Output the full material exactly as it appears here.

* Begin *

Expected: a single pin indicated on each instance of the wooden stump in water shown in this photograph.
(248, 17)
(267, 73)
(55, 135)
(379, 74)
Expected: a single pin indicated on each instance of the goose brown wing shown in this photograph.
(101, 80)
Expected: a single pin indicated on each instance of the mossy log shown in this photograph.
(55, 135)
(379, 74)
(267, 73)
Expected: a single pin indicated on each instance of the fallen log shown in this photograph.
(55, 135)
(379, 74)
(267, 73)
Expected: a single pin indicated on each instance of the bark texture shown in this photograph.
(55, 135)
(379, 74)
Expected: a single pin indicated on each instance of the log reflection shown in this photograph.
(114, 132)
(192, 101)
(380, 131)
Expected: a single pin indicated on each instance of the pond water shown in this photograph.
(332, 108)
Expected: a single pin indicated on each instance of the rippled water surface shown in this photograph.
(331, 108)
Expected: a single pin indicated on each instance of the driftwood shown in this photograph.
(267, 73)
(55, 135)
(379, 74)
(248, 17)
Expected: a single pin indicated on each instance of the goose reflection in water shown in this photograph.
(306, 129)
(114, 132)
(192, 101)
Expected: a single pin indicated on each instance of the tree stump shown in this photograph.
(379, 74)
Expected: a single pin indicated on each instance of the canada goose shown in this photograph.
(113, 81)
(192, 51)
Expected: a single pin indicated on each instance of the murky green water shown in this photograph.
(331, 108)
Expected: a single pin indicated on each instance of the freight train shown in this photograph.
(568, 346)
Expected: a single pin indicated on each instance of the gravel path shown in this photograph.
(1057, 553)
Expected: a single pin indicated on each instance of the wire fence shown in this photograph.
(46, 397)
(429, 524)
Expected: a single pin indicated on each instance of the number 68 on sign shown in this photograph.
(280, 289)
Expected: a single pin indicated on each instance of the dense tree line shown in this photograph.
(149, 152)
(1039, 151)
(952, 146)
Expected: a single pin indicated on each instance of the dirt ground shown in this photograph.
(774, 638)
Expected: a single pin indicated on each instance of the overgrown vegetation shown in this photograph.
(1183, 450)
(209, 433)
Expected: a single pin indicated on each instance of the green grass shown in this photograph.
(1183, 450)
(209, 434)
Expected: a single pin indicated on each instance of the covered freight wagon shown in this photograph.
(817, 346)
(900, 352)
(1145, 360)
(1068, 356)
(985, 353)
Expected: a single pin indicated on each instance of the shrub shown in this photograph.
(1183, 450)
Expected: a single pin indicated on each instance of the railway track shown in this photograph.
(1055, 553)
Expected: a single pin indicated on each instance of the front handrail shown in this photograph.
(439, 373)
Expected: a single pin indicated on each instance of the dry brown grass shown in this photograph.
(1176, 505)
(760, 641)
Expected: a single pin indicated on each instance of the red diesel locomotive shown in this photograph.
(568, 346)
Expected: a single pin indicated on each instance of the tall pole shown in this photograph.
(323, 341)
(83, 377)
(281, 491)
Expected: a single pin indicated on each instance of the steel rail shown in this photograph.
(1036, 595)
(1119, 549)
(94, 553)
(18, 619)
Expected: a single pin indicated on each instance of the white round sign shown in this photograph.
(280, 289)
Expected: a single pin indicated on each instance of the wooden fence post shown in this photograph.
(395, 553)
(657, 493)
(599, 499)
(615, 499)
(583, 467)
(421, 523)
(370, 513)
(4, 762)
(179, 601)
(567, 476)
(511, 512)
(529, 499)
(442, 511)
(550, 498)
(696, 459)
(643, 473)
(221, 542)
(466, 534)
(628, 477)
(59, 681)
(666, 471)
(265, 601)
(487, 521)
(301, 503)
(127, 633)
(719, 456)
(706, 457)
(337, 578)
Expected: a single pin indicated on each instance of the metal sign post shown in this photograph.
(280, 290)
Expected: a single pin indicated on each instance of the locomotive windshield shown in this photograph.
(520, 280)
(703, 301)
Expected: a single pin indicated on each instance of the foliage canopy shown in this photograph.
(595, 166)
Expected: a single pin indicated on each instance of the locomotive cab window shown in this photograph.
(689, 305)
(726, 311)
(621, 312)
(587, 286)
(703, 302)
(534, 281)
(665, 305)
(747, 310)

* End *

## Result of this exercise
Expected: a single pin indicated on each instance of the wooden stump in water shown in this photograph.
(248, 17)
(267, 73)
(55, 135)
(379, 74)
Expected: a single pin indicated on each instance of the goose brown wing shown in this photograph.
(101, 80)
Expected: a single pin indicated on each instance of the mossy log shown in this photograph.
(55, 135)
(379, 74)
(267, 73)
Expected: a single pin indicated on each instance of the fallen log shown in this photograph.
(55, 135)
(379, 74)
(267, 73)
Expected: a single pin indicated on each instance of the bark texture shown in this photograph.
(55, 135)
(379, 74)
Expected: a single pin indicated on each instance of the log reflection shown in this photograph.
(114, 132)
(192, 101)
(380, 131)
Expected: a single pin indicated on each instance of the pond water shown in this photograph.
(332, 108)
Expected: a single pin indicated on each instance of the rippled water surface shown in this photograph.
(331, 108)
Expected: a single pin indicated on each instance of the driftwood shown in this photograph.
(267, 73)
(55, 135)
(379, 74)
(248, 17)
Expected: a single pin indicated on each instance of the goose reflection in water shown in this photograph.
(306, 129)
(114, 132)
(192, 101)
Expected: a single pin indicated on each instance of the tree stump shown in this photograph.
(379, 74)
Expected: a single pin indicated on each instance of the canada goose shown in this photograph.
(113, 81)
(192, 51)
Expected: a single pin indicated on each instance of the murky green water shown in this photograph.
(331, 108)
Expected: a single pin indicated on each instance of the freight train shown in this photograph.
(568, 346)
Expected: a single pin indicated on each instance of the gravel path shown in this photograph.
(1057, 553)
Expected: a single pin indicated on each instance of the wire fence shown in this photograph.
(46, 397)
(429, 524)
Expected: a single pin indicated on each instance of the number 68 on sign shown in this photograph.
(280, 289)
Expected: a single pin indicated on each instance of the dense tree line shown in this photograph.
(149, 152)
(1039, 151)
(952, 146)
Expected: a single pin indicated on each instance of the dirt ground shown in this photograph.
(774, 638)
Expected: a single pin indicated on each instance of the overgrown vegetation shown in this photograph.
(1183, 450)
(209, 433)
Expected: a single pin indicated on each instance of the green grass shown in this photograph.
(1183, 450)
(209, 434)
Expected: a single pin indicated on each instance of the covered freight wagon shown in this photograph.
(817, 346)
(900, 352)
(1145, 360)
(1068, 356)
(985, 353)
Expected: a single pin indicated on each instance of the shrub shown in this photograph.
(1183, 450)
Expected: a single pin indicated on each instance of the railway track shown in this photograph.
(1055, 553)
Expected: a single pin indicated on each instance of the front handrail shown in this photograph.
(439, 373)
Expected: a single pin indicated on each instance of the dry brown grass shown in this photograph.
(1176, 505)
(760, 641)
Expected: a single pin indicated on each instance of the red diesel locomotive shown in this photograph.
(568, 346)
Expected: a single pin indicated on each instance of the tall pole shown in this photograph.
(323, 341)
(83, 377)
(281, 491)
Expected: a single pin indicated on each instance of the steel rail shown in this photograph.
(1036, 595)
(1119, 549)
(94, 553)
(18, 619)
Expected: a single pin indicated on each instance of the white round sign shown in this photograph.
(280, 289)
Expected: a single pin indicated on each instance of the wooden fence post shown in this photograph.
(395, 553)
(657, 493)
(599, 499)
(615, 499)
(583, 467)
(421, 523)
(370, 513)
(4, 762)
(179, 601)
(567, 476)
(511, 512)
(529, 499)
(442, 511)
(550, 498)
(696, 459)
(643, 473)
(221, 542)
(466, 534)
(628, 477)
(59, 681)
(666, 471)
(265, 601)
(487, 521)
(301, 503)
(127, 633)
(719, 456)
(706, 457)
(337, 578)
Expected: a single pin indicated on each instance of the metal sign post shown in this photograph.
(280, 290)
Expected: a single pin indicated on each instance of the locomotive windshield shown in this photograph.
(520, 280)
(703, 301)
Expected: a single pin indicated on each instance of the foliage canopy shown in this photograph.
(595, 166)
Expected: a single pin indicated on each instance of the locomotive cab window shown in this photograph.
(689, 305)
(726, 311)
(621, 312)
(587, 286)
(703, 302)
(534, 281)
(665, 305)
(747, 310)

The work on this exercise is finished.